- EXERCISE DESCRIPTION:
Write out the complete material exactly as it stands.

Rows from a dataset
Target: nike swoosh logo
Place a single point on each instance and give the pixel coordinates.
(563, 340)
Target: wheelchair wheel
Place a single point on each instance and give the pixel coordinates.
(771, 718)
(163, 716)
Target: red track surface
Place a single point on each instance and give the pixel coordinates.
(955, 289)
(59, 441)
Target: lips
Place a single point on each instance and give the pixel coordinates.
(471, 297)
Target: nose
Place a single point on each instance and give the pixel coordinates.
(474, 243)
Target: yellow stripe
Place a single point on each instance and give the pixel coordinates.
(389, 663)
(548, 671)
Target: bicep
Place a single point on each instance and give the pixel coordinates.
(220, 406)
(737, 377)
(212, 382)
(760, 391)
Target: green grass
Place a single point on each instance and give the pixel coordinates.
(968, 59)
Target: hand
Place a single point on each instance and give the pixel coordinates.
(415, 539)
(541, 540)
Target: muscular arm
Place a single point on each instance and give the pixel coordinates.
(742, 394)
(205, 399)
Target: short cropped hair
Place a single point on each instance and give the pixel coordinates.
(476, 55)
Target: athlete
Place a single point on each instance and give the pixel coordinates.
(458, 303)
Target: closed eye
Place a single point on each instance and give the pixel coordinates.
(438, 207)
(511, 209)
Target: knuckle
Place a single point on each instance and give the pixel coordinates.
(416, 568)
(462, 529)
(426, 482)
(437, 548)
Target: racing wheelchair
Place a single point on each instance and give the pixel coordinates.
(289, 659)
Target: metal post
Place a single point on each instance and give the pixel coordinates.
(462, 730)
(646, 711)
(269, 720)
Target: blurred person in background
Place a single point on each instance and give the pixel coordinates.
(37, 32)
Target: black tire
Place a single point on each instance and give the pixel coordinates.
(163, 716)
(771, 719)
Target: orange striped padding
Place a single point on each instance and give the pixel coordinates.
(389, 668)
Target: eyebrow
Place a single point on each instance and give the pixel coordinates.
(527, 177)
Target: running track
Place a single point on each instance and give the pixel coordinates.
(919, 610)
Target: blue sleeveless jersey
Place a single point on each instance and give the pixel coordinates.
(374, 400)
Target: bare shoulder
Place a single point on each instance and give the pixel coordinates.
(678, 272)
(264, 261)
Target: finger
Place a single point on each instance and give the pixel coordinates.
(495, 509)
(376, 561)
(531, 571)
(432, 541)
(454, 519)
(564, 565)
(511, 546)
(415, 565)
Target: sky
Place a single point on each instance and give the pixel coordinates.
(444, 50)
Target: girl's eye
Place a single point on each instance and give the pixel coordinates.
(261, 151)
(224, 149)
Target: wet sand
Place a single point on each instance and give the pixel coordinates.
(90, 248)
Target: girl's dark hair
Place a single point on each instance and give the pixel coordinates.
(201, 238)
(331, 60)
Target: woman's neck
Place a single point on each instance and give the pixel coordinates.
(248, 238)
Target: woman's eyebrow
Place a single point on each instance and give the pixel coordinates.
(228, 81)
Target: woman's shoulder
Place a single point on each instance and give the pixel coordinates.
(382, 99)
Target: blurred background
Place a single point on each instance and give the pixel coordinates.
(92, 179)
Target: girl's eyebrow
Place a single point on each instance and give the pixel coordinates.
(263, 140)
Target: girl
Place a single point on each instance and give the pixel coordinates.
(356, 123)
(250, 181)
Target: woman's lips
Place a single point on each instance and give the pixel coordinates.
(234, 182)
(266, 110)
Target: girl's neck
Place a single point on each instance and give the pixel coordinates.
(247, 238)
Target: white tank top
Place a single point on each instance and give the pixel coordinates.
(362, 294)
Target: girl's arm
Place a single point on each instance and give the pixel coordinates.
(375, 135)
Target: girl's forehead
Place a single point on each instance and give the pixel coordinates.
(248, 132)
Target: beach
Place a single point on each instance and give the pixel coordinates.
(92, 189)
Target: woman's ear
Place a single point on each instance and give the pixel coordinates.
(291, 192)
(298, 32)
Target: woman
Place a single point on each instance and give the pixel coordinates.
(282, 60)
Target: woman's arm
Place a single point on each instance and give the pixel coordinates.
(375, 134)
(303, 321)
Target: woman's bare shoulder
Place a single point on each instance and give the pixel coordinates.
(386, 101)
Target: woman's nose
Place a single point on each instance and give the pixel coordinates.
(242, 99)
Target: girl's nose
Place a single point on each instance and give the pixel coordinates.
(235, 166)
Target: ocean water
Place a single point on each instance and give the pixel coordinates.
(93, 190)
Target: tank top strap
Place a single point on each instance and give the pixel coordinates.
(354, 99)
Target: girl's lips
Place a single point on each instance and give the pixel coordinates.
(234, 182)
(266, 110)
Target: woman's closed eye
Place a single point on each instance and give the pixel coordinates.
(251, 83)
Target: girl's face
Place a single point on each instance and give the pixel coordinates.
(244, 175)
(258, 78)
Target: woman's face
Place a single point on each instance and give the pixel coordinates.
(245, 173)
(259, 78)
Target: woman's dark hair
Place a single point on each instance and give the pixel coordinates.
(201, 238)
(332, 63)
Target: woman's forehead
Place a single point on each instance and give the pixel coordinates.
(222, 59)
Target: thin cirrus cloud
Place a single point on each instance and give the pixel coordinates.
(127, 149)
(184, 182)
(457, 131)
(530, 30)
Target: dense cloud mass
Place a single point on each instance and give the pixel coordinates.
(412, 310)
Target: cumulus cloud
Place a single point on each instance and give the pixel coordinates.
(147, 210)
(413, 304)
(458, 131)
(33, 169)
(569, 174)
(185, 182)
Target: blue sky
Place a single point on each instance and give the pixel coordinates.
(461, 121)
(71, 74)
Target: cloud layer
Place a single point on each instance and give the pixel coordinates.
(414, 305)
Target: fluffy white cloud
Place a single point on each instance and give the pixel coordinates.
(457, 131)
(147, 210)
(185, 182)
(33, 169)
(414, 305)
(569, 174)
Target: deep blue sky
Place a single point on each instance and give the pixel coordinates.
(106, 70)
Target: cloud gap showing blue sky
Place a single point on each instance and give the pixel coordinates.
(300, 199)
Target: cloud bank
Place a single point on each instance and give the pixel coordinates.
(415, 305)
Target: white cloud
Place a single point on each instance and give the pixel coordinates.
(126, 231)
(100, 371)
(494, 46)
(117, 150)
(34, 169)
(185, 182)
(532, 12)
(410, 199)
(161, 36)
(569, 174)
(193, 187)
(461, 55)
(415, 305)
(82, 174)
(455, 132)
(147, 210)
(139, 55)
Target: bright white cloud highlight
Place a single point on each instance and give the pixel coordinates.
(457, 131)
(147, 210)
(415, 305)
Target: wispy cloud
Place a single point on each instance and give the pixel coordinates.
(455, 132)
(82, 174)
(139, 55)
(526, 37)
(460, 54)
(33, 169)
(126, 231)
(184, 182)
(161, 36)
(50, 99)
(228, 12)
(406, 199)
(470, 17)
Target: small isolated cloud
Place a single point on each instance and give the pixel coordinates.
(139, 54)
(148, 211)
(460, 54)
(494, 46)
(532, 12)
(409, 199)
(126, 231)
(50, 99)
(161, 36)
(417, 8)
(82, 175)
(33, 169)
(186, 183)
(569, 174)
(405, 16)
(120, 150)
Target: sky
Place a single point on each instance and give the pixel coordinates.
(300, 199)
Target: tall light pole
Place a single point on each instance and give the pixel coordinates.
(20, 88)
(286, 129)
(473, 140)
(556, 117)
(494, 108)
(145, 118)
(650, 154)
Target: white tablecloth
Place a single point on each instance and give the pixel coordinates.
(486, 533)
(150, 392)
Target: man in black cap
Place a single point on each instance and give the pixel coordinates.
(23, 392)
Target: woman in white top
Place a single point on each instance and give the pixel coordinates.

- ANSWER TO THIS TASK:
Target: nike swoosh logo
Place a single point on each instance and give the pixel coordinates.
(563, 340)
Target: wheelchair wheel
Place a single point on each instance and give the pixel coordinates.
(771, 718)
(163, 716)
Target: red track surface
Place a single point on each instance and give the pixel coordinates.
(955, 289)
(59, 441)
Target: lips
Place a single point on each instance and give the pixel coordinates.
(471, 297)
Target: nose
Place a single point on each instance and give the pixel coordinates.
(474, 243)
Target: yellow stripe
Place a single point on each instance and give the pixel coordinates.
(389, 663)
(548, 671)
Target: bicep
Place a single point on each instance and give the pixel coordinates.
(220, 406)
(737, 377)
(212, 382)
(760, 391)
Target: green grass
Place a single point on each instance and give the pixel coordinates.
(968, 59)
Target: hand
Place a single point on each instance and give the pixel coordinates.
(415, 539)
(541, 540)
Target: muscular arm
Place a single point on each instance and give the pixel coordinates.
(742, 394)
(205, 399)
Target: short cropped hair
Place a single point on each instance and give the pixel coordinates.
(476, 55)
Target: athlete
Place a single point on each instance and give the pixel coordinates.
(458, 303)
Target: closed eye
Place a single point on each instance and give the pixel coordinates.
(438, 207)
(511, 209)
Target: knuckle
Place a single point on each instance and give the pixel coordinates.
(416, 568)
(462, 529)
(426, 482)
(437, 548)
Target: racing wheelchair
Place a single point on each instance and give the pixel coordinates.
(289, 659)
Target: metal post
Place a single point on each instance and give the pixel coordinates.
(462, 730)
(646, 711)
(269, 720)
Target: blurred person in background
Place a single point on each instance and give the pixel coordinates.
(37, 32)
Target: black tire
Place a single point on each instance and give the pixel coordinates.
(163, 716)
(771, 719)
Target: orange striped padding
Place a single point on each instance and give the pixel coordinates.
(389, 668)
Target: eyebrow
Place a single point on each instance and give the pixel coordinates.
(527, 177)
Target: running track
Place a single point on each instance and give the pixel coordinates.
(919, 610)
Target: blue sleeveless jersey
Place a single point on each instance and give the pixel coordinates.
(374, 400)
Target: bare shoulder
Place a single point on each instance and give the pixel coordinates.
(678, 272)
(264, 261)
Target: finger
Place a single point on each instance and give the pixel coordinates.
(495, 509)
(376, 561)
(531, 571)
(432, 541)
(454, 519)
(564, 565)
(511, 546)
(415, 565)
Target: sky
Place a single point on each instance and give the pixel coordinates.
(444, 50)
Target: girl's eye
Place a single point on each instance and give the pixel coordinates.
(261, 151)
(224, 149)
Target: wet sand
Place a single point on each instance and give the pixel coordinates.
(90, 248)
Target: girl's dark hair
Place a single point on each instance and give the pixel coordinates.
(201, 238)
(331, 60)
Target: woman's neck
Place a single point on each instance and give the pixel coordinates.
(248, 238)
Target: woman's eyebrow
Place a single point on each instance and give the pixel coordinates.
(228, 81)
Target: woman's shoulder
Place a single point on each instance and give the pixel coordinates.
(382, 99)
Target: blurred background
Place a single point on each instance and give the pixel coordinates.
(92, 179)
Target: girl's eyebrow
Place a single point on each instance and give the pixel coordinates.
(263, 140)
Target: girl
Place a single point on each instance and give the pixel coordinates.
(356, 123)
(250, 181)
Target: woman's lips
Place a single point on each instance and give the pixel coordinates.
(234, 182)
(266, 110)
Target: girl's neck
Place a single point on each instance and give the pixel coordinates.
(247, 238)
Target: white tank top
Place a single point on each instance and give the pixel coordinates.
(362, 294)
Target: girl's arm
Place a single point on each instance and give the pixel coordinates.
(375, 135)
Target: girl's forehead
Place a single point on each instance and give the pixel coordinates.
(248, 132)
Target: beach
Place a single point on each instance and give the pixel coordinates.
(92, 189)
Target: woman's ear
Place a single point on each instance and give the pixel coordinates.
(291, 192)
(298, 32)
Target: woman
Place a single point on each instance and give the pixel coordinates.
(282, 60)
Target: woman's arm
Place a single point on each instance and give the pixel coordinates.
(375, 134)
(303, 321)
Target: woman's bare shoulder
Place a single point on each instance and give the pixel coordinates.
(386, 101)
Target: woman's nose
Place a single point on each instance and give the pixel coordinates.
(242, 99)
Target: girl's nose
Place a single point on each instance and give the pixel coordinates.
(235, 166)
Target: ocean water
Place a single point on each instance and give the pixel coordinates.
(93, 190)
Target: tank top strap
Place a single point on each instance and give the pixel coordinates.
(354, 99)
Target: girl's lips
Place a single point on each instance and give the pixel coordinates.
(234, 182)
(266, 110)
Target: woman's closed eye
Place a single point on each instance and give the pixel coordinates.
(251, 83)
Target: girl's face
Place a single point on each instance and give the pixel coordinates.
(244, 175)
(258, 78)
Target: woman's face
Place a single point on each instance and give the pixel coordinates.
(245, 173)
(259, 78)
Target: woman's dark hair
Place a single point on each instance and give the pixel coordinates.
(201, 238)
(332, 63)
Target: woman's forehead
Place a single point on each instance and give the pixel coordinates.
(222, 59)
Target: thin cirrus cloud
Place a single point on each instance and give the pixel coordinates.
(127, 149)
(184, 182)
(457, 131)
(530, 30)
Target: dense cloud mass
Place a single point on each instance and give the pixel coordinates.
(412, 310)
Target: cumulus cloud
Place a single point on each instance and give the pixel coordinates.
(147, 210)
(413, 304)
(458, 131)
(33, 169)
(569, 174)
(185, 182)
Target: blue sky
Place a single point on each instance and give the pixel coordinates.
(461, 121)
(71, 74)
Target: cloud layer
Place a single point on each instance and give the pixel coordinates.
(414, 305)
Target: fluffy white cloud
Place a single point on each instance and give the pixel coordinates.
(457, 131)
(147, 210)
(185, 182)
(33, 169)
(414, 305)
(569, 174)
Target: deep blue sky
Place a single point on each instance and give the pixel coordinates.
(106, 70)
Target: cloud gap showing blue sky
Place a single point on each instance and give the pixel coordinates.
(300, 199)
Target: cloud bank
Place a single point on each instance and give the pixel coordinates.
(415, 305)
Target: white cloud
Place a single point on each instance and give the pixel coordinates.
(126, 231)
(100, 371)
(494, 46)
(117, 150)
(34, 169)
(185, 182)
(532, 12)
(410, 199)
(161, 36)
(569, 174)
(193, 187)
(461, 55)
(415, 305)
(82, 174)
(455, 132)
(147, 210)
(139, 55)
Target: bright white cloud highlight
Place a single point on each instance and give the pixel coordinates.
(457, 131)
(147, 210)
(415, 305)
Target: wispy cloud
Place a single point on each instance and give the pixel coordinates.
(455, 132)
(82, 174)
(139, 55)
(526, 37)
(460, 54)
(33, 169)
(126, 231)
(184, 182)
(161, 36)
(50, 99)
(228, 12)
(406, 199)
(470, 17)
Target: small isolated cloud
Place a single point on each instance and give the pixel coordinates.
(139, 54)
(148, 211)
(460, 54)
(494, 46)
(532, 12)
(409, 199)
(126, 231)
(50, 99)
(161, 36)
(417, 8)
(82, 175)
(33, 169)
(186, 183)
(569, 174)
(405, 16)
(120, 150)
Target: sky
Place a single point on each instance and give the pixel coordinates.
(300, 199)
Target: tall light pole
Place a single point on each instance and give the pixel coordinates.
(20, 88)
(286, 129)
(473, 140)
(556, 117)
(494, 108)
(145, 118)
(650, 154)
Target: white tablecloth
Place a single point on each instance and give the pixel coordinates.
(486, 533)
(150, 392)
Target: man in black cap
Place a single point on each instance and give the pixel coordinates.
(23, 392)
Target: woman in white top
Place a single point on each instance and give the pixel coordinates.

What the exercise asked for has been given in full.